* start RECORDED INFORMATION *
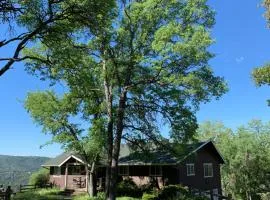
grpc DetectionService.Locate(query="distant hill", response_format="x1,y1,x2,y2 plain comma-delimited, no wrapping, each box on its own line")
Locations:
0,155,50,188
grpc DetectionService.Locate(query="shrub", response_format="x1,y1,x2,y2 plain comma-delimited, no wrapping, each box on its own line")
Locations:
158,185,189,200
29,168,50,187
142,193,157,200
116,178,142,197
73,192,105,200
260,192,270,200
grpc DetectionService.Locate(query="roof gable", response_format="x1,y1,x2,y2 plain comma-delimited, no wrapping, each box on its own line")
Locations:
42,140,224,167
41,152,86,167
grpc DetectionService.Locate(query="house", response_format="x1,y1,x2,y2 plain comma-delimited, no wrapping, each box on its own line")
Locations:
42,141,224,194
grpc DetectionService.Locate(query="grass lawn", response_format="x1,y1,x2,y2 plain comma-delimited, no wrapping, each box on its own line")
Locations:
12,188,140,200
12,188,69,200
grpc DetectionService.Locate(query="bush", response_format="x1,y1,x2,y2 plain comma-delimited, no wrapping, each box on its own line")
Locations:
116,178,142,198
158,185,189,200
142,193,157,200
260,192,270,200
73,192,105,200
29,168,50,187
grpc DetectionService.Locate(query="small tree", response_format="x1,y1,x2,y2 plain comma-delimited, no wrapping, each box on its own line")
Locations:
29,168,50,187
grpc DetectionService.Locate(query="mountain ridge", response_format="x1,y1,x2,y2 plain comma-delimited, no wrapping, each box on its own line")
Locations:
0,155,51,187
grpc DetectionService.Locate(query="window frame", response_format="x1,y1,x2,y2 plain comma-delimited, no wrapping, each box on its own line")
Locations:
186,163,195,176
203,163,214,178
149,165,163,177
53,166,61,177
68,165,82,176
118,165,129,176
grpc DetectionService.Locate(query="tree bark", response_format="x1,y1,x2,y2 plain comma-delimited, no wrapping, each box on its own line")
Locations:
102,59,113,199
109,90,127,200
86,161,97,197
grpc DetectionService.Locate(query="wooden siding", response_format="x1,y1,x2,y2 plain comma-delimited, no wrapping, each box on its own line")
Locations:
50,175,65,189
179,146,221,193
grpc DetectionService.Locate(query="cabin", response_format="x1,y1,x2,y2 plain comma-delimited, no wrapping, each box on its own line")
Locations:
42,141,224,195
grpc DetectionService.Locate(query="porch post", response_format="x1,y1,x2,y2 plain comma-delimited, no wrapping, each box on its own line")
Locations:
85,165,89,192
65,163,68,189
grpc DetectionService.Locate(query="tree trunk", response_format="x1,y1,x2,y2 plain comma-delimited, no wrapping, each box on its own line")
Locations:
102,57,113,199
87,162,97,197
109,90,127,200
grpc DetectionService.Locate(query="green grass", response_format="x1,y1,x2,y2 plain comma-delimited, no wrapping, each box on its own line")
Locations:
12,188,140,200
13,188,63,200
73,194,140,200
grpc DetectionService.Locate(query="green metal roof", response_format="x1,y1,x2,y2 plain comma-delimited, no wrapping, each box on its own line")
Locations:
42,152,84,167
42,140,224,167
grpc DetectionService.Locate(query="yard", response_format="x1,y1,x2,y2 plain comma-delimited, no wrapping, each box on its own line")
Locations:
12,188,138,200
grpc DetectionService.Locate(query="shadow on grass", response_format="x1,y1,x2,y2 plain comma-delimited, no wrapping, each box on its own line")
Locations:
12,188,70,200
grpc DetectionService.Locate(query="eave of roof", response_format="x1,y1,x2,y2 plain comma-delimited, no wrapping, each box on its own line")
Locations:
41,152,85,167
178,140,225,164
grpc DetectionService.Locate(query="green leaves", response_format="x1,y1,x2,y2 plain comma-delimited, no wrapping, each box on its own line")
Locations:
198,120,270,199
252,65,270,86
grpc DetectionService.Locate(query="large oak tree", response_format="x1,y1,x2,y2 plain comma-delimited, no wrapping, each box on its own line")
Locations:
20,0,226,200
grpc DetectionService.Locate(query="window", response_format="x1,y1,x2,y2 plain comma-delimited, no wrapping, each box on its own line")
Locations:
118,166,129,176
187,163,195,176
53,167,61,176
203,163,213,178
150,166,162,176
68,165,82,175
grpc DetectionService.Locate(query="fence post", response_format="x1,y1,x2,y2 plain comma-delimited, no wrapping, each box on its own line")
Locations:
* end RECORDED INFORMATION *
- _TASK DESCRIPTION_
Give the entries again word for word, but skip the pictures.

- _REPLY TO THE EXERCISE_
grpc DetectionService.Locate(query="distant hill", response_format="x1,y1,x2,y2 plain comma-delimited, no wrapping, each box on its own line")
Locations:
0,155,50,188
grpc DetectionService.Locate(query="shrub", response_format="x1,y1,x2,y2 plain comma-delimited, no wrapping, each box on its own line")
Locations:
158,185,189,200
29,168,50,187
142,193,157,200
116,178,142,197
73,192,105,200
260,192,270,200
grpc DetectionService.Locate(query="roof gable", response_format="x1,y1,x2,y2 plain comma-delimited, no wrapping, each box on its own line")
Locations:
42,140,224,167
41,152,86,167
grpc DetectionService.Locate(query="house", response_format="x1,y1,x2,y2 plain comma-delimited, no wrapping, each box on its own line")
Locations:
42,141,224,194
grpc DetectionService.Locate(query="grass lawn", response_format="x1,y1,x2,y2 plain comma-delimited, no wrapping, each box on its own line")
Locations:
12,188,140,200
12,188,69,200
grpc DetectionService.Locate(query="bush", response_format="x1,y1,x2,y2 plain comma-delimited, no wrapping, each box on its own line")
Locations:
116,178,142,198
158,185,189,200
142,193,157,200
260,192,270,200
73,192,105,200
29,168,50,187
grpc DetectionService.Locate(query="small tree", response_format="x1,y1,x2,y2 plain comma-delimited, no wrapping, each box on its own line")
Locations:
29,168,50,187
grpc DetectionService.Locate(query="mountain ridge", response_format="x1,y1,x2,y2 plain comma-delimited, no wrapping, each box on its own line")
Locations:
0,155,51,187
grpc DetectionService.Locate(query="window frame", response_format="x1,y1,x2,y2 plain comma-delimited, no wrapping, each box on its own line")
Locations:
186,163,195,176
203,163,214,178
149,165,163,177
53,166,61,177
68,165,82,176
118,165,129,176
grpc DetectionService.Locate(query="tree bark", response_format="x1,y1,x2,y2 plain comma-delimited, no wrapping, each box on its own line")
Locations:
102,59,113,199
109,90,127,200
86,161,97,197
grpc DetectionService.Locate(query="wooden siding", response_format="x1,y1,x2,y2 plain comma-delimited, no wrapping, each box on its own line")
Locations:
50,175,65,189
179,146,221,193
grpc DetectionService.Locate(query="cabin", response_format="x1,y1,x2,y2 plain comma-delimited, no wrapping, each box on its own line")
Locations:
42,141,224,195
grpc DetectionService.Locate(query="porch post", response_format="x1,y1,x2,y2 plain comma-delimited, no wrapping, each box on its own line")
Locations:
85,165,89,192
65,163,68,189
grpc DetectionService.Locate(query="tree trunk", response_format="x1,y1,x2,y2 plain comma-delimited, no wrapping, each box on its own line")
Locations:
102,57,113,199
87,162,97,197
109,90,127,200
grpc DetectionService.Locate(query="green grass", response_format="x1,y1,x2,y2 plain comma-delimited, no wrapping, each box on its own line")
Locations:
12,188,140,200
13,188,63,200
73,194,140,200
grpc DetectionService.Locate(query="green metal roof", response_format="x1,y1,x2,y2 plain comma-delimited, no wrapping, each box on its own line")
Locations:
42,152,84,167
42,140,224,167
grpc DetectionService.Locate(query="yard", response_format="x1,y1,x2,y2 plain comma-delimited, no wrapping, each box on its own line")
Locations:
12,188,138,200
grpc DetectionService.Locate(query="shadow on grass", response_format="x1,y1,x2,y2 plain comma-delimited, no wrapping, each box on its own line")
Locations:
12,188,70,200
grpc DetectionService.Locate(query="eave of roof", response_format="x1,y1,x2,y2 plain comma-delimited, no wrapping, each box on its own line")
Locations:
41,152,85,167
178,140,225,164
grpc DetectionService.Locate(query="green leaves", response_format="x1,y1,x2,y2 plain comma-delimited, no wrapping, each box on its own line")
Locations:
198,120,270,199
252,65,270,86
grpc DetectionService.Locate(query="large oak tree", response_format="x1,y1,x2,y2 plain comma-delimited, no wrapping, each box on its own line")
Locations:
20,0,226,200
grpc DetectionService.Locate(query="window", response_format="x1,y1,x2,y2 plain comma-delimited, no wrapping, each box on its own line")
Locations:
118,166,129,176
187,163,195,176
53,167,61,176
203,163,213,178
150,166,162,176
68,165,82,175
grpc DetectionService.Locate(query="fence post", response_format="x1,y1,x2,y2 plain comma-delimited, no wrapping, each box on its own line")
Locations:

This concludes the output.